╭─ Extracted text
Social Icons

Ethical Affiliate Marketing

Have you ever hidden text on a web page to manipulate search engine results? Is there a network of blogs that you belong to, constantly trading links back and forth for the greater “good?” Are there pages on your site with keyword densities approaching the 50% mark? If so, most marketers would claim that you’re performing unethical affiliate marketing. While ethics sometimes seems to play an understated role in marketing, there are many among us that are very concerned about how ethical our affiliate marketing campaigns are. It’s not even a question of “doing the right thing” most of the time. Instead, many ethical affiliate marketers are simply looking for long term solutions – not short term spam designed to make a quick buck before the Google ban hammer nails their sites into the ground.

Ethical Affiliate Marketing Explained

Ever since the idea of Internet marketing took hold, marketers have been divided into two major camps – white hats and black hats (take a guess which one is considered unethical). Let’s consider some of the characteristics that divide these categories:

White Hat (Ethical)

  1. Telling the truth, all the time
  2. Avoiding spam (articles that are spun for mass distribution, for example)
  3. Honest reviews
  4. Focusing on natural SEO
  5. Creating valuable, link-worthy content

Black Hat (Unethical)

  1. Relying on the quickest link building methods (paid links, comment spam, etc.)
  2. Lying about higher paying affiliates to make more money
  3. Tricking website visitors into conversions (fake pages, misrepresented links)
╰─
╭─ Raw records
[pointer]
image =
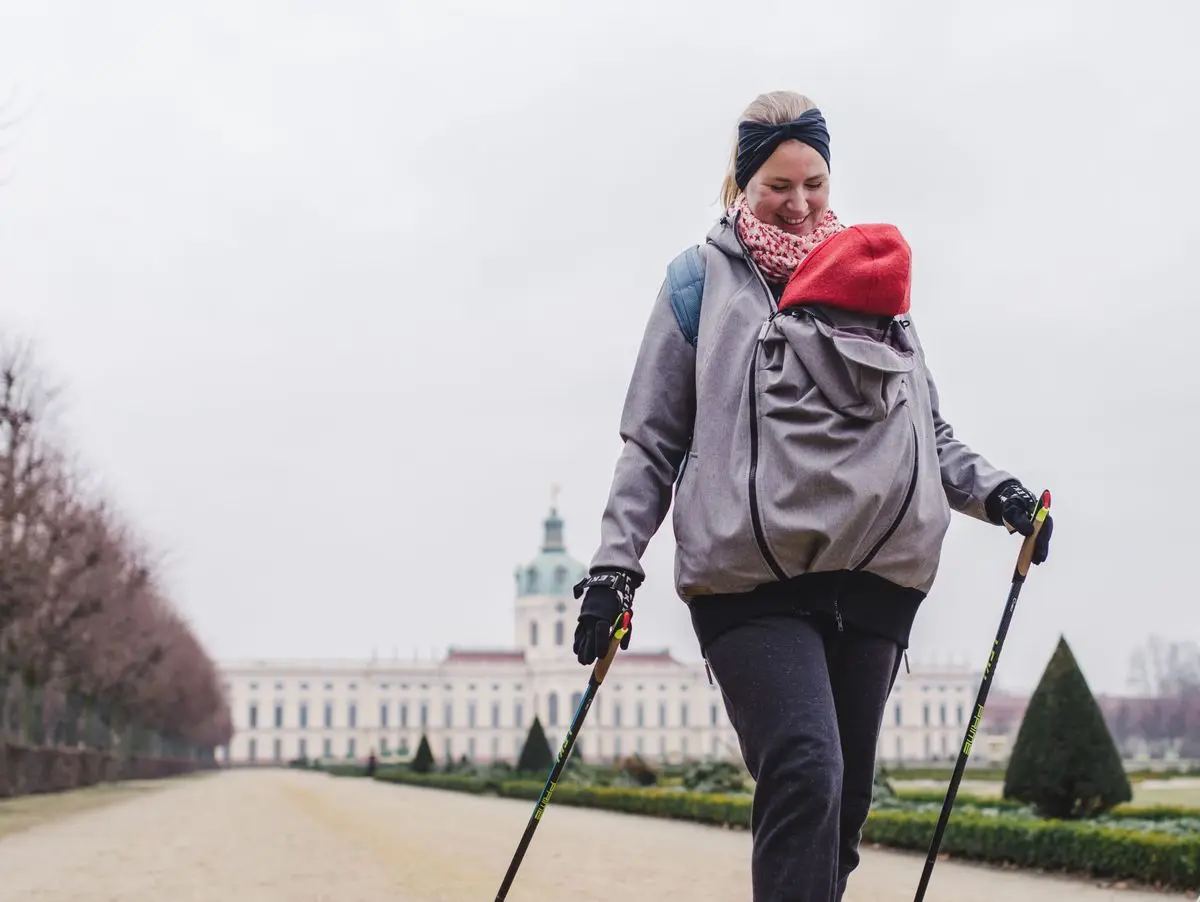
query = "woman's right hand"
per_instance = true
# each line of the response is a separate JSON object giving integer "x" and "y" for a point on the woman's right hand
{"x": 605, "y": 595}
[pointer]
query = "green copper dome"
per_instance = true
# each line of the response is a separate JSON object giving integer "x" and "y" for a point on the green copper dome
{"x": 553, "y": 571}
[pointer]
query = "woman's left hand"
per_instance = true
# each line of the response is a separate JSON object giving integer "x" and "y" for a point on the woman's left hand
{"x": 1015, "y": 506}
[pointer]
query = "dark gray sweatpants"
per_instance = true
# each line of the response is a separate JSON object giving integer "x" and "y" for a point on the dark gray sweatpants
{"x": 807, "y": 702}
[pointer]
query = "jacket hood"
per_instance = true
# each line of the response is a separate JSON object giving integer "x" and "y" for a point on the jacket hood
{"x": 867, "y": 269}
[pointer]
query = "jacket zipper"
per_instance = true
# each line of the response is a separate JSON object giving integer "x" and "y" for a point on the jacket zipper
{"x": 755, "y": 512}
{"x": 753, "y": 384}
{"x": 904, "y": 506}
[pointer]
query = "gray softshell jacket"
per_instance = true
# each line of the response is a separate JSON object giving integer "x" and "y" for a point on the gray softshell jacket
{"x": 809, "y": 440}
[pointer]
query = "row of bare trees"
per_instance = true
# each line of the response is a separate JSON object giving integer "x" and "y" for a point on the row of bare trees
{"x": 91, "y": 651}
{"x": 1164, "y": 709}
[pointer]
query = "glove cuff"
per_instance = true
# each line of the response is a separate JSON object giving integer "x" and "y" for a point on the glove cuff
{"x": 995, "y": 504}
{"x": 618, "y": 581}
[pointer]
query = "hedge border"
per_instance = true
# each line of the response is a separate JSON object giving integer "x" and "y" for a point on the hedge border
{"x": 1102, "y": 851}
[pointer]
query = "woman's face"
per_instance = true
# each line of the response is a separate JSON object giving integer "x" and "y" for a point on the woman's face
{"x": 791, "y": 190}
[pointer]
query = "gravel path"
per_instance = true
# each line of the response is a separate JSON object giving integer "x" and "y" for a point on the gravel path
{"x": 289, "y": 836}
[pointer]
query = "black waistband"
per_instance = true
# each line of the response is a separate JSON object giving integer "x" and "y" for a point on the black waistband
{"x": 855, "y": 599}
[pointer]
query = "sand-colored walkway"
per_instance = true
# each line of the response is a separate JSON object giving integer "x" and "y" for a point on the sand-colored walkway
{"x": 289, "y": 836}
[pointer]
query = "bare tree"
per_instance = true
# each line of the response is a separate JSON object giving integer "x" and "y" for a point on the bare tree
{"x": 97, "y": 650}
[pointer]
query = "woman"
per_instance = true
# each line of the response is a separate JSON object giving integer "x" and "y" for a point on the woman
{"x": 816, "y": 479}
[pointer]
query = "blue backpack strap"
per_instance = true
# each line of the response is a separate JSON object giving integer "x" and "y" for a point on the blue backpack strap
{"x": 685, "y": 286}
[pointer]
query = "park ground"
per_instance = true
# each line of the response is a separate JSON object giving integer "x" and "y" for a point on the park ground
{"x": 301, "y": 836}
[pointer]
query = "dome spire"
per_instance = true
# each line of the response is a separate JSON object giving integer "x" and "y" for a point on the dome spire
{"x": 553, "y": 523}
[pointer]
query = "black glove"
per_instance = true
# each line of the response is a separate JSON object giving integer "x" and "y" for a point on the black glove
{"x": 1012, "y": 504}
{"x": 607, "y": 593}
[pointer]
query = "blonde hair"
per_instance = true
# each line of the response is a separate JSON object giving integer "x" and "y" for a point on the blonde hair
{"x": 771, "y": 108}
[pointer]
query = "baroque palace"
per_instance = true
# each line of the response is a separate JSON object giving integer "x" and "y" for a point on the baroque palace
{"x": 479, "y": 702}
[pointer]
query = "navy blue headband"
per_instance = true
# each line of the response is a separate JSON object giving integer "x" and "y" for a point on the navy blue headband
{"x": 757, "y": 142}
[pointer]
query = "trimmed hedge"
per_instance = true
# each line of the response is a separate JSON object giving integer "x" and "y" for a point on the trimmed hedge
{"x": 1098, "y": 849}
{"x": 1067, "y": 846}
{"x": 27, "y": 770}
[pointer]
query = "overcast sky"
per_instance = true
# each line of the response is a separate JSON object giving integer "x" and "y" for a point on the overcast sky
{"x": 336, "y": 296}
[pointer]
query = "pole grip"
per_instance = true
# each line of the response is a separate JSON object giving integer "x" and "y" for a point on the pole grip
{"x": 1025, "y": 558}
{"x": 618, "y": 632}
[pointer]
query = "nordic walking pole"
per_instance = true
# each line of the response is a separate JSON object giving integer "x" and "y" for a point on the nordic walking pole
{"x": 599, "y": 671}
{"x": 1024, "y": 559}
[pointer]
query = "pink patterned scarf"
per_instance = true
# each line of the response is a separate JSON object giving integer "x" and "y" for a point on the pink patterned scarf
{"x": 777, "y": 252}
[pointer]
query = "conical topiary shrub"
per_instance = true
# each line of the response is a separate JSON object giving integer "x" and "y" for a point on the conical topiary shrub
{"x": 535, "y": 756}
{"x": 423, "y": 762}
{"x": 1065, "y": 762}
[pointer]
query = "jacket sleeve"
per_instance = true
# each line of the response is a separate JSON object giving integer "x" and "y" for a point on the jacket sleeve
{"x": 655, "y": 426}
{"x": 967, "y": 476}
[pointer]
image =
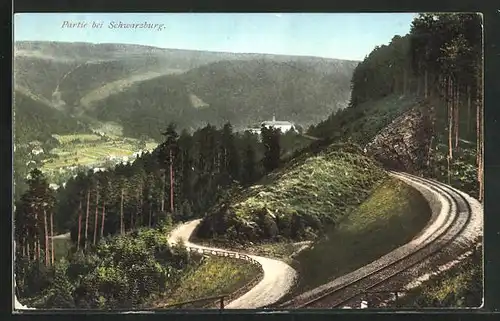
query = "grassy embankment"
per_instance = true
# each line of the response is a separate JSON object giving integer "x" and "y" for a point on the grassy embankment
{"x": 352, "y": 210}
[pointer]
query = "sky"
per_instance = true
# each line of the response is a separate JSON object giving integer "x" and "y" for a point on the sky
{"x": 331, "y": 35}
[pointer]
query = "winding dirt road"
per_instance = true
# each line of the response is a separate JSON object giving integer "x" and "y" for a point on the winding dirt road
{"x": 278, "y": 278}
{"x": 456, "y": 223}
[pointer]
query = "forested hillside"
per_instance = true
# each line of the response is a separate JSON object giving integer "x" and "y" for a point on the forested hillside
{"x": 143, "y": 88}
{"x": 437, "y": 70}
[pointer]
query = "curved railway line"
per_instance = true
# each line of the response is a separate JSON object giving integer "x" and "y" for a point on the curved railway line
{"x": 403, "y": 264}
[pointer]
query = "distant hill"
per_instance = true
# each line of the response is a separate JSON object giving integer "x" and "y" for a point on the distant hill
{"x": 143, "y": 87}
{"x": 36, "y": 120}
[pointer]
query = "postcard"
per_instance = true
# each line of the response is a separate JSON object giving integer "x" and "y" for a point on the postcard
{"x": 269, "y": 161}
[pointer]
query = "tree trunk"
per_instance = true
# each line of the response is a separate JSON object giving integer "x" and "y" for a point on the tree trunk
{"x": 450, "y": 119}
{"x": 52, "y": 236}
{"x": 404, "y": 81}
{"x": 449, "y": 100}
{"x": 102, "y": 219}
{"x": 122, "y": 231}
{"x": 46, "y": 230}
{"x": 457, "y": 117}
{"x": 480, "y": 140}
{"x": 171, "y": 183}
{"x": 87, "y": 219}
{"x": 96, "y": 215}
{"x": 23, "y": 249}
{"x": 79, "y": 226}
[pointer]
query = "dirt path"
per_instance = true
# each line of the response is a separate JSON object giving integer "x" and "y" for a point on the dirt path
{"x": 278, "y": 278}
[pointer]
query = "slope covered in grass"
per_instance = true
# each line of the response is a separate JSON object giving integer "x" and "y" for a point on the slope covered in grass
{"x": 362, "y": 122}
{"x": 215, "y": 276}
{"x": 389, "y": 218}
{"x": 298, "y": 201}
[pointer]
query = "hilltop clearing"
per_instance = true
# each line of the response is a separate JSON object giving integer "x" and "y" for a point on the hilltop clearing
{"x": 296, "y": 202}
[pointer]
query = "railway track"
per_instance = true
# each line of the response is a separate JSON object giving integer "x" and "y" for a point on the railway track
{"x": 454, "y": 217}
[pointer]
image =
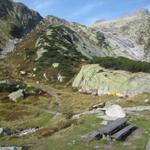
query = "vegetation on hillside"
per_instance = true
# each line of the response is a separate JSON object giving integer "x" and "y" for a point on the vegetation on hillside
{"x": 121, "y": 63}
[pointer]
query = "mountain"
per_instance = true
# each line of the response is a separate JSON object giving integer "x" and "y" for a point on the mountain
{"x": 57, "y": 41}
{"x": 128, "y": 36}
{"x": 16, "y": 20}
{"x": 70, "y": 45}
{"x": 94, "y": 79}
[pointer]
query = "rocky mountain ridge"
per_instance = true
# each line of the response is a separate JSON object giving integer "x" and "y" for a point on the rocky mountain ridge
{"x": 129, "y": 35}
{"x": 16, "y": 20}
{"x": 96, "y": 80}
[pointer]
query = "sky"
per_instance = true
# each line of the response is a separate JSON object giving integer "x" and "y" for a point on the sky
{"x": 86, "y": 11}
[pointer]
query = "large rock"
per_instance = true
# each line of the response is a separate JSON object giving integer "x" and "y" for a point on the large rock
{"x": 14, "y": 96}
{"x": 129, "y": 36}
{"x": 93, "y": 78}
{"x": 115, "y": 111}
{"x": 5, "y": 131}
{"x": 16, "y": 20}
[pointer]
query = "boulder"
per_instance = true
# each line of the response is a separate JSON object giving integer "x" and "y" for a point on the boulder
{"x": 115, "y": 111}
{"x": 22, "y": 72}
{"x": 14, "y": 96}
{"x": 55, "y": 65}
{"x": 60, "y": 78}
{"x": 5, "y": 132}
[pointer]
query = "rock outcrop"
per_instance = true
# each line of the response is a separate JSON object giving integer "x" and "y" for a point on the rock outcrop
{"x": 5, "y": 132}
{"x": 14, "y": 96}
{"x": 98, "y": 80}
{"x": 16, "y": 20}
{"x": 128, "y": 36}
{"x": 115, "y": 112}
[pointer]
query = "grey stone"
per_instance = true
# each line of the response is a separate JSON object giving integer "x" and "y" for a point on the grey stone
{"x": 14, "y": 96}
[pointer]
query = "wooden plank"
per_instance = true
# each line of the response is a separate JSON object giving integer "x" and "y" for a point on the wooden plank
{"x": 90, "y": 136}
{"x": 120, "y": 134}
{"x": 148, "y": 145}
{"x": 114, "y": 125}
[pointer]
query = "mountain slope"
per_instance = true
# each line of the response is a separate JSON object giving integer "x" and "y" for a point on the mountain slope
{"x": 16, "y": 20}
{"x": 129, "y": 36}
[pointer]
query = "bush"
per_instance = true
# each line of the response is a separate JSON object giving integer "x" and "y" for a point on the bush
{"x": 122, "y": 63}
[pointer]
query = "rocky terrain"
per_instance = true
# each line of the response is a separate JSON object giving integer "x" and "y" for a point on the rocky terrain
{"x": 94, "y": 79}
{"x": 47, "y": 102}
{"x": 129, "y": 35}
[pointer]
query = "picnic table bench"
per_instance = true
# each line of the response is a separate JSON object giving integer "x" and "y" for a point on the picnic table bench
{"x": 123, "y": 132}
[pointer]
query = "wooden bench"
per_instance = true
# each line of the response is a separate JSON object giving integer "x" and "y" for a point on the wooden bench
{"x": 122, "y": 133}
{"x": 113, "y": 126}
{"x": 106, "y": 130}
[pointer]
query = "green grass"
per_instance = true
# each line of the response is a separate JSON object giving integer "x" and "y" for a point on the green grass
{"x": 122, "y": 63}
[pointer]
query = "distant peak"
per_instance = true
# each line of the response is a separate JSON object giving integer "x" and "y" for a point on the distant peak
{"x": 142, "y": 12}
{"x": 101, "y": 20}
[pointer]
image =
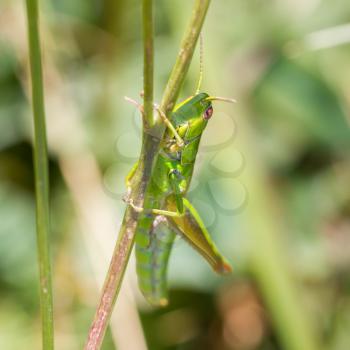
╰─
▸ Request 1:
List every line of the listing that contains the string "covered", with case counting.
▸ Request 2:
Write what comes next in the article on ethical affiliate marketing, starting after its final line.
The article on ethical affiliate marketing and the listing were taken from unrelated sources.

▸ Expected answer 1:
query = "slope covered in grass"
# each line of the response is a separate JSON object giving integer "x" and "y" for a point on the slope covered in grass

▸ Expected answer 2:
  4. Sabotaging competitors’ websites
  5. Creating garbage content

At about this moment, you’re probably starting to wonder about a few things. You might be thinking that there’s nothing wrong with link building by actively seeking links (instead of waiting for them to come to you). You might also wonder about paid links – are they ever legitimate? Well, yes, of course they are. Do you think major offline retailers sit back and wait for people to find out about them? Absolutely not. Every business has both the right and responsibility to bring their ideas, products and services to the public in order to show customers why they need to be interested. That sounds a lot like link building to me. And what about affiliate marketers that purchase 2,000 paid directory listings to hide their important links from their competitors? What’s really wrong with this?

There are even some niches where you really don’t have much of a choice besides buying links and actively seeking link opportunities (online gambling comes to mind). You have almost no chance of catching up to the big players in those niches without some form of unnatural link building. In the marketing community, we call this the gray area, or gray hat marketing.

Ethical Product Reviews

I have a challenge for you. Try to think of one product that most people will only buy once. Leave a comment under this post if you can think of one. It’s probably pretty difficult (there are some, but not many). People tend to be multiple consumers. We buy more than one car, more than one album, more than one book, and the list goes on. So, why would you ever try to deceive a customer into purchasing one product, when you can be honest and sell multiple products at the same time? That is ethical affiliate marketing that also pays off.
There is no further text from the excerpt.